Problem:
Reproduce every line of the data below character for character, omitting the pictures.

┌──

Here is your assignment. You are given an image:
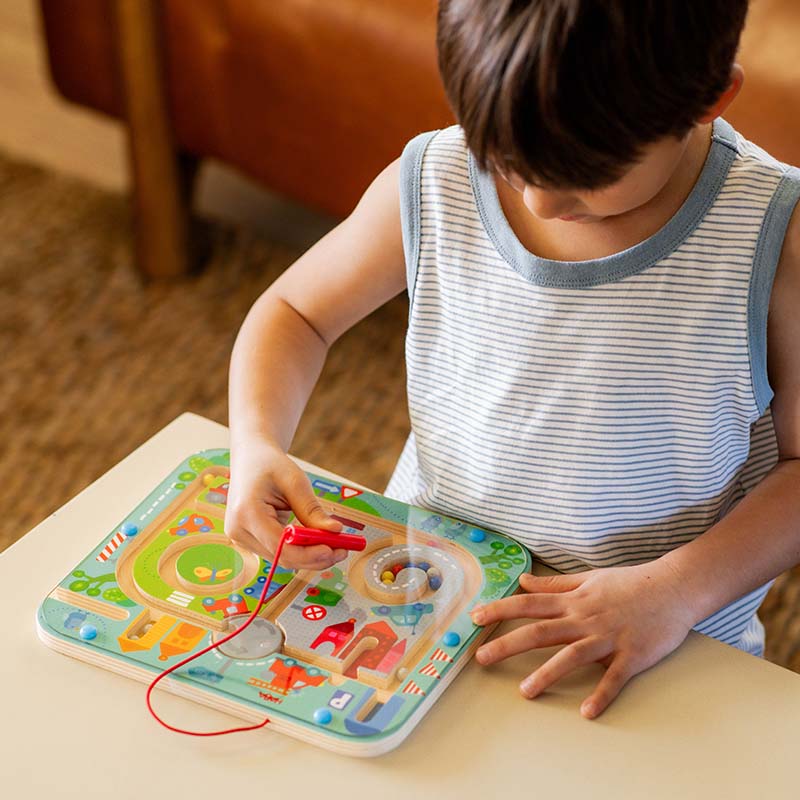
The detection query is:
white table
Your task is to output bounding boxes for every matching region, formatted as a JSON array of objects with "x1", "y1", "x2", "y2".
[{"x1": 0, "y1": 414, "x2": 800, "y2": 800}]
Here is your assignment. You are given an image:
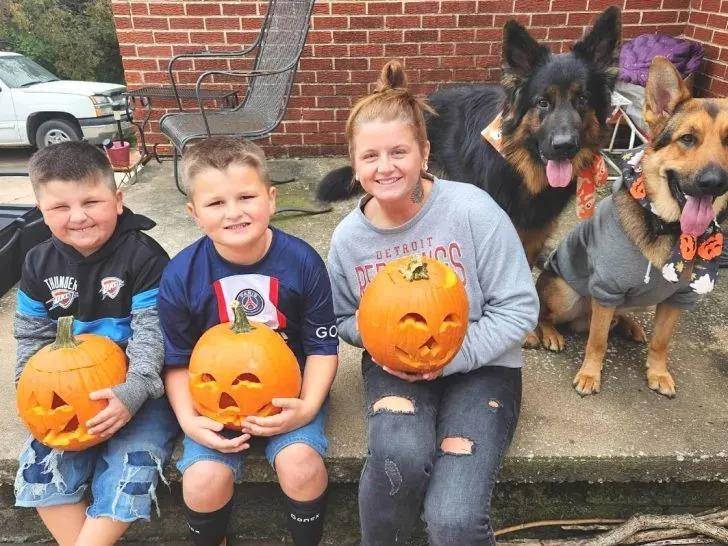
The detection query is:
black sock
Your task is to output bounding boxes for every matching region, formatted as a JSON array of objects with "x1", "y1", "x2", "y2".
[
  {"x1": 185, "y1": 499, "x2": 233, "y2": 546},
  {"x1": 283, "y1": 491, "x2": 326, "y2": 546}
]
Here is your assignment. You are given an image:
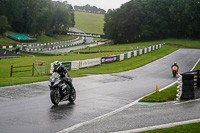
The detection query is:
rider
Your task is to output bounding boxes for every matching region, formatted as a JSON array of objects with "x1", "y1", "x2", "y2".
[
  {"x1": 171, "y1": 61, "x2": 179, "y2": 69},
  {"x1": 53, "y1": 61, "x2": 74, "y2": 93}
]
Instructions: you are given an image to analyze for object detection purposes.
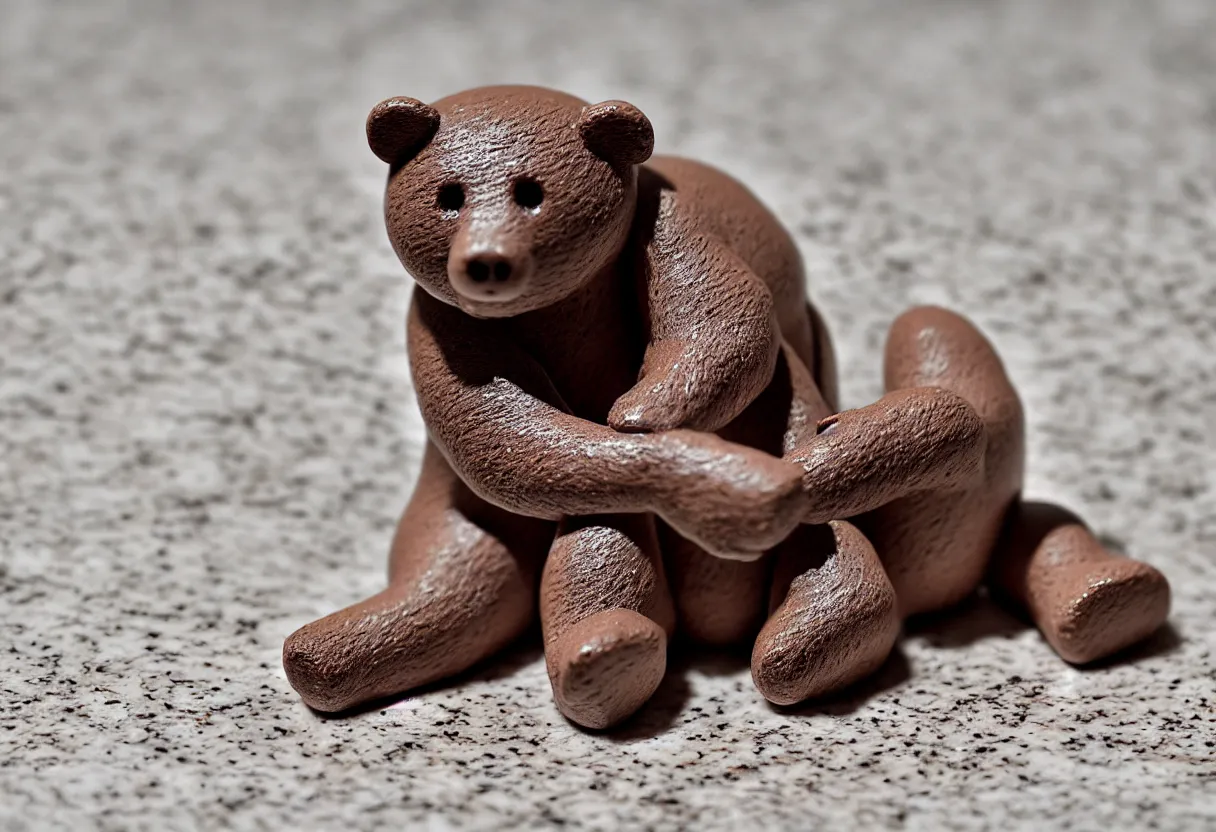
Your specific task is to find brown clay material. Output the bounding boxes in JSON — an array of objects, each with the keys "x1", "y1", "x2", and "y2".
[
  {"x1": 751, "y1": 521, "x2": 900, "y2": 704},
  {"x1": 283, "y1": 437, "x2": 553, "y2": 712},
  {"x1": 283, "y1": 86, "x2": 1169, "y2": 727},
  {"x1": 992, "y1": 502, "x2": 1170, "y2": 664},
  {"x1": 540, "y1": 515, "x2": 675, "y2": 729}
]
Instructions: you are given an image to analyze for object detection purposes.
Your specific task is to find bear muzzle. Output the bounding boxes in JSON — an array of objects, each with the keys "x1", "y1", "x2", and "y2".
[{"x1": 447, "y1": 247, "x2": 531, "y2": 317}]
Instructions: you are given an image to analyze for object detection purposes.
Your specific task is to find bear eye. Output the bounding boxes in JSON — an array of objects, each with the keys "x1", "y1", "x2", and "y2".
[
  {"x1": 514, "y1": 178, "x2": 545, "y2": 210},
  {"x1": 439, "y1": 182, "x2": 465, "y2": 212}
]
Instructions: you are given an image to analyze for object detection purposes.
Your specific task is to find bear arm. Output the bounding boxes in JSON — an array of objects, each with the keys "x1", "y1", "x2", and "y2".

└──

Exercise output:
Here is your assignment. You are given an image:
The detection query is:
white table
Your task is to output bounding boxes for every matching region, formatted as a JSON array of objects with "x1", "y1", "x2", "y2".
[{"x1": 0, "y1": 414, "x2": 800, "y2": 800}]
Here is your assignment. You are given an image:
The detection query is:
black sock
Your task is to output bounding boxes for every matching region, formatted as a JSON array of objects with "x1", "y1", "x2", "y2".
[
  {"x1": 185, "y1": 499, "x2": 233, "y2": 546},
  {"x1": 283, "y1": 491, "x2": 326, "y2": 546}
]
Here is your assignment. You are given an image:
The detection query is:
rider
Your task is to output bounding boxes for every matching region, formatted as a JSON array of objects with "x1", "y1", "x2", "y2".
[
  {"x1": 171, "y1": 61, "x2": 179, "y2": 69},
  {"x1": 53, "y1": 61, "x2": 74, "y2": 93}
]
Instructions: you are given an image to analyze for object detection purposes.
Your specific task is to find brown clay material. Output the bounding boxes in JSON — an array of objects, each with the keys "x1", "y1", "x2", and "y2".
[
  {"x1": 751, "y1": 521, "x2": 900, "y2": 704},
  {"x1": 283, "y1": 437, "x2": 553, "y2": 712},
  {"x1": 283, "y1": 86, "x2": 1169, "y2": 727},
  {"x1": 992, "y1": 502, "x2": 1170, "y2": 664},
  {"x1": 540, "y1": 515, "x2": 675, "y2": 729}
]
Instructions: you are given an image to analyze for object detection purposes.
Your specific task is to find bear muzzle. Output the bounding boxes in JSON — an array of objects, each with the keys "x1", "y1", "x2", and "y2".
[{"x1": 447, "y1": 247, "x2": 531, "y2": 317}]
Instructions: you are given an image to analyze for object detection purposes.
Your specific task is to find bear eye. Output the bounding boxes in JSON — an array of objects, each with the keys "x1", "y1", "x2", and "y2".
[
  {"x1": 514, "y1": 178, "x2": 545, "y2": 210},
  {"x1": 439, "y1": 182, "x2": 465, "y2": 212}
]
Instructions: you are given an image to analyze for object detection purposes.
Your specific task is to find bear arm. Output the bounding boxes in JSON — an array of objects, each with the keys "x1", "y1", "x2", and "y2".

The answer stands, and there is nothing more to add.